**Text under study:**
Fly-sized robot takes first controlled flight

Harvard researchers have successfully designed, manufactured and flown a tiny fly-inspired aerial robot.
The demonstration of the first controlled flight of an insect-sized robot is the culmination of more than a decade's work, led by researchers at the Harvard School of Engineering and Applied Sciences (SEAS) and the Wyss Institute for Biologically Inspired Engineering at Harvard.
"This is what I have been trying to do for literally the last 12 years," said Robert J Wood, principal investigator of the National Science Foundation-supported RoboBee project.
Inspired by the biology of a fly, with submillimeter-scale anatomy and two wafer-thin wings that flap almost invisibly, 120 times per second, the tiny device not only represents the absolute cutting edge of micromanufacturing and control systems.

"We had to develop solutions from scratch, for everything. We would get one component working, but when we moved onto the next, five new problems would arise. It was a moving target," said Wood.
Flight muscles, for instance, don't come prepackaged for robots the size of a fingertip.

"Large robots can run on electromagnetic motors, but at this small scale you have to come up with an alternative, and there wasn't one," said co-lead author Kevin Y Ma, a graduate student at SEAS.
The tiny robot flaps its wings with piezoelectric actuators - strips of ceramic that expand and contract when an electric field is applied.

**Extracted data:**
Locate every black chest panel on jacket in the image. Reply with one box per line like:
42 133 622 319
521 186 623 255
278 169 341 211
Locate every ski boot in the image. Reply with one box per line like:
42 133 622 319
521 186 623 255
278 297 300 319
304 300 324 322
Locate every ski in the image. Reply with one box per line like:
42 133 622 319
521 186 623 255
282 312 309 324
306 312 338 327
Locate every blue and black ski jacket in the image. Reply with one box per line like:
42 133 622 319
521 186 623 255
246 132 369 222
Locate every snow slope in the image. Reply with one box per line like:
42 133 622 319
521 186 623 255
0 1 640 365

**Assigned task:** Copy verbatim from the fly-sized robot article the part that opens with the words containing "Harvard researchers have" and closes with "Engineering at Harvard.".

**Answer to this exercise:**
Harvard researchers have successfully designed, manufactured and flown a tiny fly-inspired aerial robot.
The demonstration of the first controlled flight of an insect-sized robot is the culmination of more than a decade's work, led by researchers at the Harvard School of Engineering and Applied Sciences (SEAS) and the Wyss Institute for Biologically Inspired Engineering at Harvard.